# [SUPPLIED TEXT]
No More Train-Inference Mismatch: Bitwise Consistent On-Policy Reinforcement Learning with vLLM and TorchTitan

We demonstrate an open-source bitwise consistent on-policy RL run with TorchTitan as the training engine and vLLM as the inference engine. Built on top of vLLM’s recent work on batch-invariant inference, we show how to run an RL fine-tune of Qwen3 1.7B with bitwise matching training and inference numerics in our open-sourced instructions:

Reinforcement learning has been shown to amplify tiny numerical mismatches between trainer and sampler, leading to non-deterministic and unstable training behavior (He et al. & Yao, Liu et al.). We verified the impact of numerics on RL results with our results: Running the sampler with different kernels than the trainer (batch_inv_OFF) shows a reduced reward over 100 steps. Enabling bitwise exact training (batch_inv_ON, where kl_div always equals to 0.0), we see the model not only train in fewer steps, but reach a higher total reward.

Approach

Training and inference frameworks often use vastly different kernels because of the different workload properties. Even within an inference framework, different kernels can be chosen for different scenarios: Kernels for high batch sizes parallelize heavily on the batch dimension, while kernels for low batch sizes parallelize more within a single instance to have better utilization on parallel cores on GPUs. All these differences cause numerical differences between training and inference frameworks and lead to worse RL results.

In this work, we tackled the invariance across two different frameworks: TorchTitan as the training framework and vLLM as the inference framework. We audited every single invocation of every kernel during the forward pass to make sure they are bitwise equivalent across the frameworks. We leveraged the forward pass kernels from vLLM’s recent batch invariance work and wrote simple backward passes for these ops.

vLLM has many heavily optimized fused operations, such as the SiLU MLPs and RMSNorms (with added residuals). To maintain bitwise equivalence, we imported the exact operations for the forward passes. These operations needed custom backward passes registered, and this could be done in the same vanilla PyTorch TorchTitan is written in.

For the RL demo, we wrote a generic reinforcement learning script using GSM8K and a correctness reward. We used TorchTitan’s utilities for a trainer and wrote a custom generator. Our generator, VLLMRolloutEngine, wraps simple functionality like calling generate and updating weights. We run everything synchronously, alternating between trainer and generator on a single host. This is demonstrative of exactly on-policy execution, but is not very common in large scale runs.

# [TASKS TO PERFORM]
1. Name every model, dataset, and software framework mentioned in the post on bitwise consistent RL.
2. Please extract the stretch of the post on bitwise consistent RL from "vLLM has many" through "is written in.".

Dataset extracts labeled with boxes:
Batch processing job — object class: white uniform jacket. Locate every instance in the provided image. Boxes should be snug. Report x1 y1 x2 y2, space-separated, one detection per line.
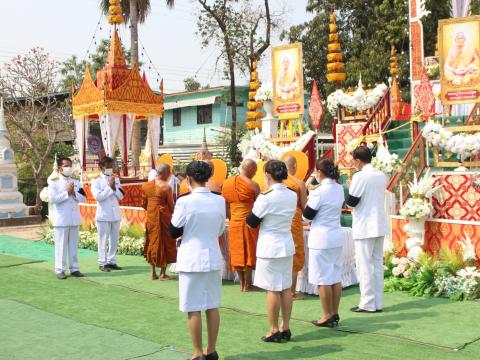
247 184 297 259
347 164 388 240
92 174 124 221
303 179 345 250
48 175 87 226
170 187 226 272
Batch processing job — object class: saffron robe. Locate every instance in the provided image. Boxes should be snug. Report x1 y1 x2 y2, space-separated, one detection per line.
222 176 258 271
142 180 177 267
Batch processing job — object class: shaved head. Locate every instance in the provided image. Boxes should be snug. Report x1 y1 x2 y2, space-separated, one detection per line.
157 163 170 180
240 159 257 179
284 156 297 175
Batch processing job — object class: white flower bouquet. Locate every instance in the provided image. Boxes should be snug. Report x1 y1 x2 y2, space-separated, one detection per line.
255 83 273 102
422 121 480 161
392 257 414 278
400 198 433 219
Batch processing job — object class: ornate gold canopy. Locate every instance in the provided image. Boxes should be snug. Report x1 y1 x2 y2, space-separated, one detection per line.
72 28 163 119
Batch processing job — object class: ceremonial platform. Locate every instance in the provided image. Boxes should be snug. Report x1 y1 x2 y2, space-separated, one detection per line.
0 236 480 360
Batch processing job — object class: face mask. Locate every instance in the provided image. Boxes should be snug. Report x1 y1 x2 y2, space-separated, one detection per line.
62 166 73 177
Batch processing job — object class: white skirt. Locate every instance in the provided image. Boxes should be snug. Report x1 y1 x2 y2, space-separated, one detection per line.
178 270 222 312
308 246 343 285
253 256 293 291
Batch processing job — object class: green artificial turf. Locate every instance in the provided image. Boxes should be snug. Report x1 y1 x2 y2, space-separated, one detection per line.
0 300 186 360
0 236 480 360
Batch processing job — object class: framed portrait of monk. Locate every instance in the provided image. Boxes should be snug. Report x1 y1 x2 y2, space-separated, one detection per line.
438 15 480 105
272 43 304 119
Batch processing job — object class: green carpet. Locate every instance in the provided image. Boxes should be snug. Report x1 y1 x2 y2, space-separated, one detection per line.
0 300 186 360
0 233 96 261
0 236 480 360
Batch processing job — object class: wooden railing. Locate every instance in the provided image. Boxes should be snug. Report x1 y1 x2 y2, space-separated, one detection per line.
387 134 427 210
362 89 391 135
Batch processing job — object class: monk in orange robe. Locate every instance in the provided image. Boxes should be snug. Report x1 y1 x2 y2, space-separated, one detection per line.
142 164 177 280
222 159 260 291
178 160 222 196
284 156 307 300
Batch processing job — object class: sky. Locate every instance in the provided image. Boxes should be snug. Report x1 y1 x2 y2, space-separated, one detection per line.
0 0 311 93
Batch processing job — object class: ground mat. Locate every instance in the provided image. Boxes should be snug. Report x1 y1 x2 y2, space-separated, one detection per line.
0 300 186 360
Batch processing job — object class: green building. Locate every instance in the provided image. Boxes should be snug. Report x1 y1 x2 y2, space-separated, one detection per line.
161 86 248 147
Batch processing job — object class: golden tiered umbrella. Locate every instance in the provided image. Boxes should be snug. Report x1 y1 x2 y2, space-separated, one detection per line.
246 60 264 130
327 14 347 85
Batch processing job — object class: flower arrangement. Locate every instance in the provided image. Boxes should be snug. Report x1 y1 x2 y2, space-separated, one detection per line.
422 121 480 161
435 266 480 300
400 198 433 220
384 248 480 301
238 130 313 160
327 81 388 115
255 83 273 102
42 224 145 256
400 170 442 219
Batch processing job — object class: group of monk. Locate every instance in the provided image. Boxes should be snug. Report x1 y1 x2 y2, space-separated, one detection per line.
142 156 307 300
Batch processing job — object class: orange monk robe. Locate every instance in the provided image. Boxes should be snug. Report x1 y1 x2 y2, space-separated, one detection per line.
284 175 305 273
178 178 222 196
222 176 258 271
142 180 177 267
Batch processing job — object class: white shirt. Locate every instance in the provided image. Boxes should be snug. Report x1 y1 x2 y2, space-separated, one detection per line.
306 179 345 249
92 174 124 221
48 175 87 226
349 164 388 240
172 188 226 272
252 184 297 259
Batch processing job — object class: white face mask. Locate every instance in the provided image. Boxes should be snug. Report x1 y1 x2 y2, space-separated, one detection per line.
62 166 73 177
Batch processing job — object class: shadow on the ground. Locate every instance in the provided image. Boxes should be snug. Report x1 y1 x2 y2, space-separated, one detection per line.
225 344 344 360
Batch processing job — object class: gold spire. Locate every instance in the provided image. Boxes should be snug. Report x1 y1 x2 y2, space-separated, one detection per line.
107 29 127 66
107 0 124 25
327 13 347 85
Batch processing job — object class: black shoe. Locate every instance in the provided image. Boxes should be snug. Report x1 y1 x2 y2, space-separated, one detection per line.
350 306 376 314
70 270 85 277
205 351 218 360
105 264 122 270
311 315 336 328
280 329 292 341
262 331 283 342
98 265 110 272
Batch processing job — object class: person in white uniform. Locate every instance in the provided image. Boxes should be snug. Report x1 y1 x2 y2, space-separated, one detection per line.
247 160 297 342
92 156 125 272
303 159 345 327
170 161 226 360
347 146 388 313
48 158 86 280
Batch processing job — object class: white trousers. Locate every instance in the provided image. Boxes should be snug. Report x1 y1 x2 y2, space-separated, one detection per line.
53 226 79 274
97 221 120 266
355 236 384 311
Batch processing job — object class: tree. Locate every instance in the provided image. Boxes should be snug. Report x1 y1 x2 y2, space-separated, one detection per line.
197 0 271 165
0 48 72 213
183 77 202 91
100 0 175 166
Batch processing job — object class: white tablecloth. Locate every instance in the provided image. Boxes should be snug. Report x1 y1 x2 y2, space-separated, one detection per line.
297 227 358 295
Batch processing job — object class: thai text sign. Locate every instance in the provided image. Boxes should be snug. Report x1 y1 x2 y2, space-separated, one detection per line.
438 16 480 104
272 43 304 119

# [RESULTS FOR EACH TASK]
1.
- TorchTitan
- vLLM
- PyTorch
- Qwen3 1.7B
- GSM8K

2.
vLLM has many heavily optimized fused operations, such as the SiLU MLPs and RMSNorms (with added residuals). To maintain bitwise equivalence, we imported the exact operations for the forward passes. These operations needed custom backward passes registered, and this could be done in the same vanilla PyTorch TorchTitan is written in.